(Pointing and labeling data)

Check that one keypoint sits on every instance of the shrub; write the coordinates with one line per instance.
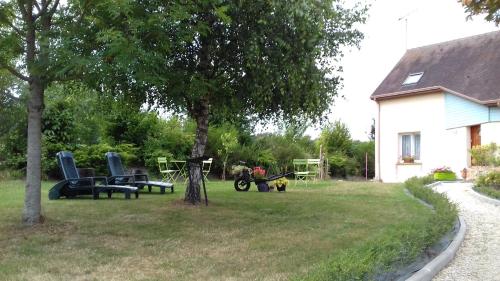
(342, 165)
(485, 155)
(491, 179)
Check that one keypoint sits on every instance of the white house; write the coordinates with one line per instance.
(438, 102)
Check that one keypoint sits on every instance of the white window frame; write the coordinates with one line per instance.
(412, 146)
(413, 78)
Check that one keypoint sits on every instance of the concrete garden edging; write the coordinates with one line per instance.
(444, 258)
(485, 198)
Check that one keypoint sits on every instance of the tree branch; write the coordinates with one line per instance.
(17, 30)
(54, 7)
(23, 9)
(37, 7)
(14, 72)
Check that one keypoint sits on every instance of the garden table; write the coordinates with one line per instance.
(181, 169)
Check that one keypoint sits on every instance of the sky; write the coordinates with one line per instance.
(386, 40)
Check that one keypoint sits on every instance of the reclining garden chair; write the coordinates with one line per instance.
(118, 175)
(74, 185)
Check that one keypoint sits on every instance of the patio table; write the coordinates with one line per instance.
(180, 168)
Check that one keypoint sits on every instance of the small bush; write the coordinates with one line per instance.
(11, 174)
(485, 155)
(491, 179)
(447, 176)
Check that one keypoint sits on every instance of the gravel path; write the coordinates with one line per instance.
(479, 256)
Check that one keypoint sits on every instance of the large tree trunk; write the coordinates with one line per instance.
(32, 205)
(224, 170)
(193, 188)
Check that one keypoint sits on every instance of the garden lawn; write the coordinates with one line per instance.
(240, 236)
(488, 191)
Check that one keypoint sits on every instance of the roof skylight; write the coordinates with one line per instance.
(413, 78)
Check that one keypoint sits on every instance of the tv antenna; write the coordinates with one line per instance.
(405, 18)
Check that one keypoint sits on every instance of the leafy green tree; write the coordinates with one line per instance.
(336, 138)
(489, 7)
(30, 50)
(269, 59)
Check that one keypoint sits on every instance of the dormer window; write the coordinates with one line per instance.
(413, 78)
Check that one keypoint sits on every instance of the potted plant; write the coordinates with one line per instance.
(444, 174)
(280, 184)
(237, 170)
(408, 159)
(259, 175)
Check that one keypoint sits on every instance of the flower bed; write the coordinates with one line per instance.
(444, 174)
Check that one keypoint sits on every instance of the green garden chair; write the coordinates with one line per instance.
(305, 169)
(207, 164)
(168, 175)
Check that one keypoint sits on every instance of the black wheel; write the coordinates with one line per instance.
(241, 185)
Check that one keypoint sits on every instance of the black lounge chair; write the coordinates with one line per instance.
(74, 185)
(118, 175)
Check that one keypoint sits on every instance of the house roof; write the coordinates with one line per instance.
(467, 67)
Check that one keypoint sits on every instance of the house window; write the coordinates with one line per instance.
(413, 78)
(410, 145)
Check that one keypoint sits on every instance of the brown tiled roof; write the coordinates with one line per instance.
(468, 67)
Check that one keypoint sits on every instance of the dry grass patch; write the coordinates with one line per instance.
(240, 236)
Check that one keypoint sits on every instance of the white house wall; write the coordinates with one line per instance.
(439, 147)
(490, 132)
(461, 112)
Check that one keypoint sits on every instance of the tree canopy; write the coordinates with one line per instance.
(489, 7)
(270, 60)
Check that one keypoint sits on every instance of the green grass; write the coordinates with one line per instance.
(488, 191)
(240, 236)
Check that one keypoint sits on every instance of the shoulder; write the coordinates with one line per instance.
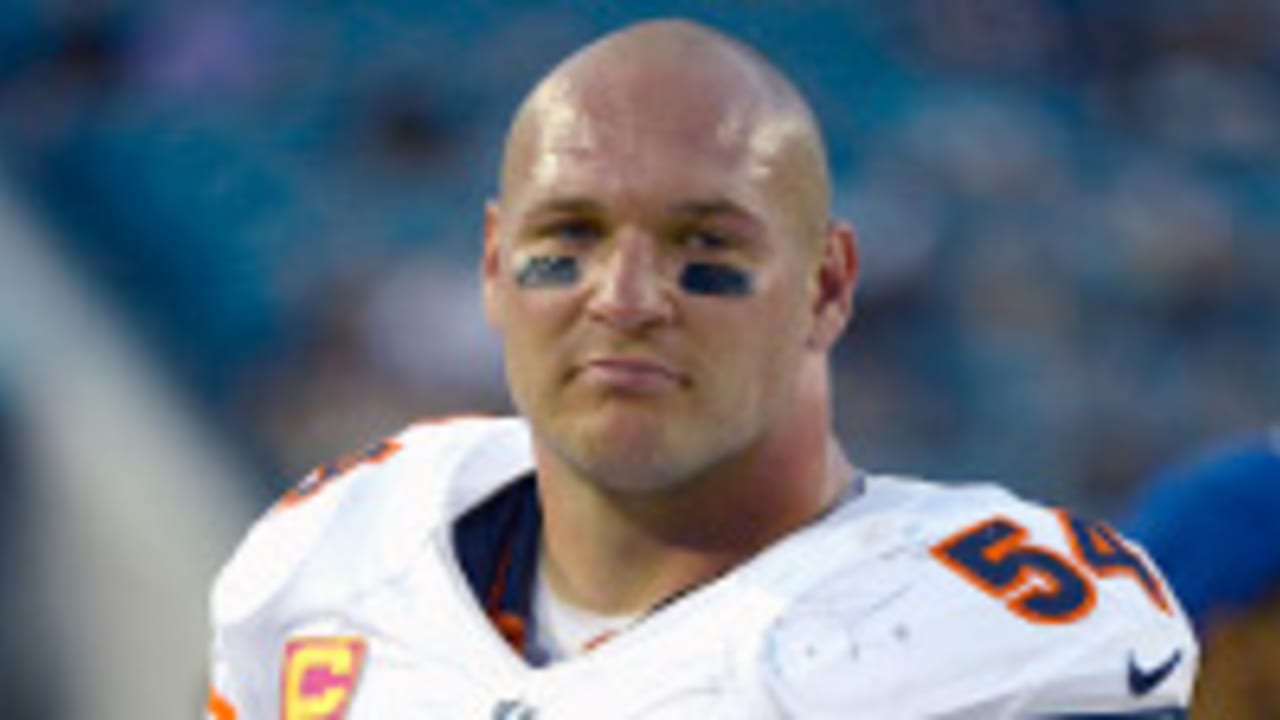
(357, 520)
(973, 600)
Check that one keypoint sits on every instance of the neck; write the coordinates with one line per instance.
(620, 552)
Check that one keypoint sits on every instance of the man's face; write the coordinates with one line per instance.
(653, 290)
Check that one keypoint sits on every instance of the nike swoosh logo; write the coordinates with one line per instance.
(1143, 680)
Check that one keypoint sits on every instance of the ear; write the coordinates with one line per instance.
(490, 264)
(835, 282)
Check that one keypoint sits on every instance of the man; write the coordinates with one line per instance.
(1211, 522)
(670, 529)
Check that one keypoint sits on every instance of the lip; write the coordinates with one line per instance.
(638, 376)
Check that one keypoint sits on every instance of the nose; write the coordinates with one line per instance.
(629, 292)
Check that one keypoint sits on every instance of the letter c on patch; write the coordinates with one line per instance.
(320, 677)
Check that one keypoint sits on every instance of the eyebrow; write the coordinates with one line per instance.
(695, 209)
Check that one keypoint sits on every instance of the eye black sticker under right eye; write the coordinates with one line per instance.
(548, 270)
(714, 278)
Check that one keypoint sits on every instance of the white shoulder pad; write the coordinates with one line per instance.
(983, 606)
(361, 518)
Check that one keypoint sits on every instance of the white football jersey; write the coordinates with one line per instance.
(392, 586)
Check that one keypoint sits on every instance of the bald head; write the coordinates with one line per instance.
(677, 80)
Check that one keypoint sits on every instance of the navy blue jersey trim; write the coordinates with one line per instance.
(1152, 714)
(497, 546)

» Task requirements: Reproduce all of the data with every "keypoint" switched to "point marker" and nothing else changed. Leave the pictures out.

» Answer in full:
Check that one point marker sits on every instance of the shrub; write the coordinates with one line per instance.
(342, 165)
(485, 155)
(491, 179)
Check that one point marker sits on every instance of the white house; write the coordinates with one line per instance.
(438, 102)
Check that one point marker sits on every instance of the white window frame; write the coordinates with one line per instance.
(412, 146)
(413, 78)
Check that one point marker sits on every instance of the concrete garden edging; write the coordinates with one line per instance.
(444, 258)
(485, 198)
Check that one point marker sits on every instance of the tree branch; write the coordinates with one line per instance.
(17, 30)
(54, 7)
(23, 9)
(37, 7)
(14, 72)
Check that one point marker sits on every instance of the garden table; write the coordinates with one line per instance.
(181, 169)
Check that one point marker sits on every instance of the sky; write the coordinates with one line per instance.
(386, 40)
Check that one point marker sits on every instance of the reclining garden chair; write the coordinates with one line per instance.
(118, 175)
(74, 185)
Check that one point marker sits on every instance of the patio table; write the coordinates with one line per instance.
(180, 168)
Check that one point marker sits on every instance of the small bush; write the coordinates with one line per instance.
(11, 174)
(485, 155)
(491, 179)
(447, 176)
Check that one point marker sits on every instance of the gravel path; write the coordinates with one line per instance.
(479, 256)
Check that one point marker sits on every instance of the large tree trunk; write the coordinates with one line per instance.
(32, 205)
(224, 170)
(193, 188)
Check that one point marker sits on every instance of the garden lawn; write the coordinates with one line per instance.
(240, 236)
(488, 191)
Check that one point marker sits on every instance of the roof skylight; write the coordinates with one line per instance.
(413, 78)
Check that one point marker sits on every instance of the tv antenna; write the coordinates with one line per instance.
(405, 18)
Check that one point marker sits on every instance of the leafy green tree; write the coordinates with one line per instance.
(336, 138)
(489, 7)
(30, 50)
(269, 59)
Check that one point marker sits on every instance of the dormer window; write the coordinates with one line per instance.
(413, 78)
Check that one point marker sits on every instance of the potted plant; write the coordinates with one line per instance.
(444, 174)
(280, 184)
(237, 170)
(408, 159)
(259, 175)
Check that one point marker sits on every instance of the flower bed; write the coordinates with one line per instance.
(444, 174)
Check that one point marker sits on every instance of the green garden chair; write the coordinates with one line per instance.
(305, 169)
(207, 164)
(168, 175)
Check that one point marker sits on every instance of the black wheel; write the coordinates with one line per instance.
(241, 185)
Check that one point marker sits on every instance of the black lounge chair; write the coordinates with one line per instance.
(74, 185)
(118, 175)
Check that one point marker sits on every instance of the house roof; write the coordinates with one line per instance.
(467, 67)
Check that one point marker sits on every instance of the house window; write the coordinates with one line per instance.
(413, 78)
(410, 145)
Check that one point marker sits on every instance of the brown tiled roof; write the coordinates with one line per instance.
(468, 67)
Check that one point marker sits on every instance of the dry grass patch; write the coordinates with one line per instance.
(240, 236)
Check that one point marker sits on every instance of the white house wall; write the coordinates with one line per instance.
(439, 147)
(490, 132)
(461, 112)
Check that one point marker sits on every instance of the tree canopy; write the coordinates with one line per instance.
(489, 7)
(270, 60)
Check that one point marker sits on every instance of the green grass; write the coordinates with one line per instance.
(488, 191)
(240, 236)
Check that one point marker sits on every instance of the shoulder; write the coordinates with one line per instance.
(357, 520)
(973, 600)
Check that one point marker sits on every instance of the neck; write the coordinates with one line per instance.
(620, 552)
Check that one point marker sits on every instance of the man's face; write the coordinates with one line per instance.
(653, 290)
Check that one point marker sits on every instance of the nike swoosh logo; write the coordinates with one line per instance.
(1143, 680)
Check that one point marker sits on every instance of the ear; write the coordinates with one line per instance.
(490, 264)
(835, 282)
Check that one point marker sits on every instance of the man; write the coordinates with one line per instance.
(1211, 522)
(670, 529)
Check that one point marker sits on every instance of the lip; write the coordinates with one line per instance.
(638, 376)
Check that one point marker sits on every instance of the nose; write the coordinates with one line per instance.
(629, 292)
Check that one point marker sits on every instance of the letter c on patch; write the coordinates with one line per instance.
(320, 677)
Check that one point marker sits on every instance of the eyebrow; write the coordinates with one line per instance.
(695, 209)
Check that one point marker sits on every instance of the eye black sticker under right eye; write the coordinates with one line per instance.
(548, 270)
(714, 278)
Check that one point marker sits on every instance of the white shoulder pad; write the coordinates with one line per instance.
(983, 606)
(361, 518)
Check that one point marker sits on every instance of the white football jersey; write the coordinates with one line per instance.
(392, 586)
Check that one point marker sits on every instance of the bald head; write the coordinates with one line per instance.
(677, 80)
Check that one point marker sits on every instance of the navy blue jersey trim; write the coordinates with one line per instance.
(1152, 714)
(497, 546)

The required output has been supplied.